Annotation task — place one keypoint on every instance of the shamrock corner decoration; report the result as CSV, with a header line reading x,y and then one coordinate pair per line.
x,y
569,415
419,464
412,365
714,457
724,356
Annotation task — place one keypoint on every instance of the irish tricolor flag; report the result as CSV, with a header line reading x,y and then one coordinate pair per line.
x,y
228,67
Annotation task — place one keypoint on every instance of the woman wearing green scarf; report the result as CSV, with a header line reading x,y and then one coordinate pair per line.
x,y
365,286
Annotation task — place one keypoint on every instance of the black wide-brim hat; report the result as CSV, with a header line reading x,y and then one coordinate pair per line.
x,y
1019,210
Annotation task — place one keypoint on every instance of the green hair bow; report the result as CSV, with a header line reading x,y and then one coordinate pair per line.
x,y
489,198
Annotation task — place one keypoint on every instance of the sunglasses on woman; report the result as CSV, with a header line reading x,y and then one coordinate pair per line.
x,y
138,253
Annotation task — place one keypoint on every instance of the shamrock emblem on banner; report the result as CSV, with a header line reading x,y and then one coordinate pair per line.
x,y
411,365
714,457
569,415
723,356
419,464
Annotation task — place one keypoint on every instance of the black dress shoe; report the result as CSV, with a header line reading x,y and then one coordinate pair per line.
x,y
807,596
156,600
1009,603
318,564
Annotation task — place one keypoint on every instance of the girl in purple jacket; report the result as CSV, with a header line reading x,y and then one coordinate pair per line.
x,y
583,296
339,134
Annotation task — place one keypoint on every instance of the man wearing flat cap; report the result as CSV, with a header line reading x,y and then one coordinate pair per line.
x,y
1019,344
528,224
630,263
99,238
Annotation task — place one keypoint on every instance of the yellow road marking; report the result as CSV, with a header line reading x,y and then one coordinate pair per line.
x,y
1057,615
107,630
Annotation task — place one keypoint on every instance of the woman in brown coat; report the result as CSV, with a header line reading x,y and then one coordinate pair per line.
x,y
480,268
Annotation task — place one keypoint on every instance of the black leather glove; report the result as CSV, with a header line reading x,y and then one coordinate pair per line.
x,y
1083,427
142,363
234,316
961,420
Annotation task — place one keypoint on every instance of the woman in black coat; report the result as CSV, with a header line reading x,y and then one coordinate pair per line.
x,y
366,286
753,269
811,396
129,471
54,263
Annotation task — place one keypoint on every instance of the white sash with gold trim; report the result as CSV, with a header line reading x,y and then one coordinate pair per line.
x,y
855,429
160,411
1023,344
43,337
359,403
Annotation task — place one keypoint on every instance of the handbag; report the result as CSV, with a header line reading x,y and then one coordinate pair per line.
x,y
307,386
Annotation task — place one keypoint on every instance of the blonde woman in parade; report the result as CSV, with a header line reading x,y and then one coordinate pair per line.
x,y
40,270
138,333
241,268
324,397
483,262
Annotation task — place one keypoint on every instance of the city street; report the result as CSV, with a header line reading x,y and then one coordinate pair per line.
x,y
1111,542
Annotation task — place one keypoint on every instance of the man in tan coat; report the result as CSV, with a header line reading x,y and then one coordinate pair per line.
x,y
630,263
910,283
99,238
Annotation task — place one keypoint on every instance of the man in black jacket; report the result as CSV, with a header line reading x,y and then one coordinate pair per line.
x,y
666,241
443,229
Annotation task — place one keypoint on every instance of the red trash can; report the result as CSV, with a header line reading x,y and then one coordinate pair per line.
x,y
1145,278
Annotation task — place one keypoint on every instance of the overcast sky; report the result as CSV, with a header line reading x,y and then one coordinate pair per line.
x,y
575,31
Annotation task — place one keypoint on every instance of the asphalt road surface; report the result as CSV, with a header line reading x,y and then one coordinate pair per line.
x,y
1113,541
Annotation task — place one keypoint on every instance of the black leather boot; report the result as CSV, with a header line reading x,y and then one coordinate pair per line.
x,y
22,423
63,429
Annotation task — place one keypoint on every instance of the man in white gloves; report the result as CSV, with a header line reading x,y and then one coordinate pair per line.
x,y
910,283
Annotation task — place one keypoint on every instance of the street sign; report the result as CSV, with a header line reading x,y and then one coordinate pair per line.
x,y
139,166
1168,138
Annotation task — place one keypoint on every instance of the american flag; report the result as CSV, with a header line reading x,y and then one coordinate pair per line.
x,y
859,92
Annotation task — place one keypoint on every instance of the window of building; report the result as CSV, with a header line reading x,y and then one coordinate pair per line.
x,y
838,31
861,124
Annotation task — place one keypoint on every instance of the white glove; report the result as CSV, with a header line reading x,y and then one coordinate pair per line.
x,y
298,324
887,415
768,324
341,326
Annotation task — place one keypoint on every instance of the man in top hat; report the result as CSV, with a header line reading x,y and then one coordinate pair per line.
###
Task directions: Write the data back out verbatim.

Reply:
Annotation task — place one keypoint on every instance of the shamrock corner decoration; report the result as CSV, with a header line reading x,y and then one coordinate pair per line.
x,y
569,415
419,464
412,365
714,457
724,356
Annotation task — place one keypoint on every instance of the irish tricolor flag; report the result as CSV, with a header line reading x,y and then one coordinate pair per line.
x,y
228,67
Annotation task — place one keypoint on every instance of the woman wearing green scarf; report the result as CSV, with a header line reading x,y and then one coordinate pair per line.
x,y
365,286
Annotation task — place one keypoint on every instance of the black wide-brim hat; report the result as CSV, with a header line reading x,y and then one coordinate pair per line.
x,y
1019,210
Annotation task — place one keypoint on every instance of the green hair bow; report the result as CSV, with a header line reading x,y and then one coordinate pair per line.
x,y
489,198
Annotation task — place one keypoint on every instance of the sunglasses on woman; report the result as CSV, with a header line reading x,y and then one coordinate pair per line.
x,y
138,253
Annotation task — place one keypoint on every instance of the shamrock emblem on banner; report the result as CSV, with a header line reading x,y and then one coordinate pair per line.
x,y
411,365
714,457
569,415
723,356
419,464
Annotation task — place one keypoint on every instance of the black dress shoe; report the result as CSV, with a header line reading x,y and then one coordinate pair per line.
x,y
807,596
156,600
1009,603
318,564
Annotation task — place one keypoint on every instance of the girl in purple jacket; report the result as CSV, with a header line reading x,y and then one coordinate pair per line.
x,y
583,296
339,134
Annotation task — place one keypoint on every instance of the man wearing flat cap; report the result as CSV, with a header line reading x,y and then one coordinate pair per line.
x,y
1019,344
528,224
630,263
99,238
Annotation task — place one keypoint on every instance of the yellow road marking; report the result as CSV, with a header line reading x,y and then one coordinate pair per line.
x,y
1057,615
107,630
Annotation task — place one keypoint on every instance of the woman in brown coat; report the result as CSV, with a header line reading x,y and then one coordinate pair per line.
x,y
480,268
Annotation task — place one keypoint on every instance of the black leather glove; report the result as CSV, with a header line reading x,y and then one coordinate pair per line.
x,y
1083,427
142,363
234,316
961,420
Annotation task — place one keypoint on every instance of the woman in black coat; report the result as CSV, with a header line reading x,y and then one coordinate pair per line.
x,y
366,286
753,269
811,396
129,471
54,263
Annotation task — place one keypoint on every instance of the white sash with gold trim; report the result as CSV, with a header line reading x,y and then one coordinate pair per line.
x,y
855,429
160,411
1023,344
43,337
359,403
Annotation task — place one keypoint on every instance of the handbag; report the result as CSV, with a header line reading x,y and then one coordinate pair per line.
x,y
307,386
Annotation task — place one keypoint on every instance of the blonde woman in parade; report the result as CSV, with a header line reading x,y and then one coordinate pair per line.
x,y
40,270
138,333
241,268
324,397
483,262
Annotation task — place one keypoint on every instance of the city street; report the result as CSV, with a header line reading x,y and then one coordinate pair per line.
x,y
1111,542
Annotation task — place one keypoint on every instance of the man in tan coat; report the result as CSV, with a header line reading x,y and then one coordinate pair per line.
x,y
630,263
910,283
99,238
Annotation task — place one keypoint on every instance of the man in black jacket; report the result as CSV, with a header line reading x,y and then one coordinate pair per line.
x,y
666,241
443,229
Annotation task — place one keypoint on every instance of the red trash can; report the result as CSV, with a header line reading x,y and then one coordinate pair per line.
x,y
1145,278
Annotation task — place one keypoint on every instance of the overcast sky; report the result as CSV, with a header line reading x,y and then one coordinate pair per line.
x,y
575,31
Annotation task — place one keypoint on every instance of the asphalt road surface; report the result as CSV, with a header line reading x,y and then one coordinate pair per line.
x,y
1113,541
Annotation task — place one keypoint on every instance of the black leather boot; report the result as CSV, with a header line reading x,y and then one coordinate pair per line.
x,y
22,423
63,429
Annotation task — place one keypoint on every instance of the man in white gloves; report the result as CSV, with a header line reading x,y and then one coordinate pair per line.
x,y
910,283
Annotation task — place one keypoint on every instance of the street sign; report the result as CSV, with a header line reading x,y and then one coordinate pair per line.
x,y
139,166
1168,138
Annotation task — place one keypoint on every instance of the american flag; report the result as CSV, with a header line reading x,y and then one coordinate pair per line.
x,y
859,92
Annotation task — place one keypoint on every instance of the window of building; report the result as CSV, with a header line reading x,y and then one coordinate pair per line.
x,y
838,31
861,124
Annotation task — place one keypoint on every instance of the white glove; report the result as CSV, with a header line reading x,y and then one coordinate pair per line.
x,y
298,324
887,415
768,324
341,326
Annotation task — place one keypoint on every instance of the man in top hat; report the result as CSV, with a header line reading x,y and then one coordinate pair per line.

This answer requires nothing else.